▸ 課題:
[1] 列車旅行の文章から、「1999年5月4日及び5日」で始まり「かはっきり決めていなかった。」で終わる部分を、一字も変えずに返してください。
[2] 列車旅行の文章の続きを、最後の文の後から書き足すこと。

▸ 本文:

1999年5月4日及び5日
【上幌向】7:23発−(普通)→【札幌】8:06着、8:31発−(特急スーパー北斗6号)→【長万部】10:38着−(普通 渡島砂原・仁山経由)→【函館】13:43着、14:12発−(快速海峡8号)→【青森】16:41着、19:42発(特急日本海4号)→【金沢】6:20着
※寝台券がとれなければ、新潟まで昼間の列車で行き、急行きたぐにで金沢着2時台と考えていたが、幸いに寝台券がとれたのでそれは免れた。あとは、函館から寝台券がとれればよかったのだが、そこまでは無理であった。どうにか普通列車で渡島砂原を経由することで函館本線に完乗できたが、他はできなかった。
翌朝、上幌向7時23分発の普通列車で札幌へ向かう。時間帯の関係で、札幌へ向かう普通列車が多く出ている。駅に着くまで、どの列車に乗るかはっきり決めていなかった。

▸ 表示された項目:
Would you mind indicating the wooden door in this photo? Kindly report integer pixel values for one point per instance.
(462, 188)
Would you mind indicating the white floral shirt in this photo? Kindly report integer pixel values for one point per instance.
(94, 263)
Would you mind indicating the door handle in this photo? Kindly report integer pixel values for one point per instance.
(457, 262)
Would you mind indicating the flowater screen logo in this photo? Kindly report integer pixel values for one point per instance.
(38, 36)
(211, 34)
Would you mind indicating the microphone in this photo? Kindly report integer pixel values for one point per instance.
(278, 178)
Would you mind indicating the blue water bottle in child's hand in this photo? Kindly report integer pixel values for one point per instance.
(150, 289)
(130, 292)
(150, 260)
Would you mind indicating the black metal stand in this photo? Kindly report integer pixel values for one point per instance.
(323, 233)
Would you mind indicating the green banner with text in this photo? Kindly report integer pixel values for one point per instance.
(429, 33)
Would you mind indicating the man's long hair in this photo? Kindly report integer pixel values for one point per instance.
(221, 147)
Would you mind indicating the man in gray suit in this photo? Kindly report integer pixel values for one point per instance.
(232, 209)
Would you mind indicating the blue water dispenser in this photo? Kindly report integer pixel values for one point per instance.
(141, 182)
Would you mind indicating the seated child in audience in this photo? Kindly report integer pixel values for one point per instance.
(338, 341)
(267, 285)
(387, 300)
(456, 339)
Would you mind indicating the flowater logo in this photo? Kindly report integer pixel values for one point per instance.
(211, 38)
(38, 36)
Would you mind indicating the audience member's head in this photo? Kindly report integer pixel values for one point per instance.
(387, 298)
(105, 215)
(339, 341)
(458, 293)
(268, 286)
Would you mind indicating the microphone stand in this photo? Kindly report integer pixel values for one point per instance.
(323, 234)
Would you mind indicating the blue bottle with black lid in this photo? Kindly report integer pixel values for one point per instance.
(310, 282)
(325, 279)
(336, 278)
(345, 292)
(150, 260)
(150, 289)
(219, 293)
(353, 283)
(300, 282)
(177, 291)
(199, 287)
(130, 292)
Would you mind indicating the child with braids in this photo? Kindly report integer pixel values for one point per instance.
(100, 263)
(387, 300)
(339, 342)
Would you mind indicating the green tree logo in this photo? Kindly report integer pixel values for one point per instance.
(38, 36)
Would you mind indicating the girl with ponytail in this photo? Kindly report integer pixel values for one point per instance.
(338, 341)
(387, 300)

▸ 課題別の解答:
[1]
1999年5月4日及び5日
【上幌向】7:23発−(普通)→【札幌】8:06着、8:31発−(特急スーパー北斗6号)→【長万部】10:38着−(普通 渡島砂原・仁山経由)→【函館】13:43着、14:12発−(快速海峡8号)→【青森】16:41着、19:42発(特急日本海4号)→【金沢】6:20着
※寝台券がとれなければ、新潟まで昼間の列車で行き、急行きたぐにで金沢着2時台と考えていたが、幸いに寝台券がとれたのでそれは免れた。あとは、函館から寝台券がとれればよかったのだが、そこまでは無理であった。どうにか普通列車で渡島砂原を経由することで函館本線に完乗できたが、他はできなかった。
翌朝、上幌向7時23分発の普通列車で札幌へ向かう。時間帯の関係で、札幌へ向かう普通列車が多く出ている。駅に着くまで、どの列車に乗るかはっきり決めていなかった。

[2]
その列車は、きのうの「いしかりライナー」とはうって変わって新型の列車である。オールロングシートである。北海道では普通列車といえどもすべての列車にデッキをつけるのが原則だったはずだが、ここまでくると本州を走っている通勤電車と同じである。ドアだけがどういう訳か2枚扉ではなく1枚扉である。あと、車内の塗色も黄色などの原色が使われている。当然ドアの上には電光掲示板がある。気がついたところはそれくらいである。
札幌へ向かう通勤電車で、いつもなら混んでいるはずであるが、あいにく祝日なので空いている。ロングシートなのでくわしく外を見ていなかった。それより今日の行動を考えていた。札幌へ向かうにつれちょうどよい混み具合になり札幌8時6分に到着する。
スーパー北斗6号の発車は8時31分であり、少し早いかと思いつつホームへ行くとすでに到着していた。他の北海道内の駅ならまだ、「改札前」ということになるが、札幌の場合は列車別に改札をしていないので着いたらすぐに乗ることができる。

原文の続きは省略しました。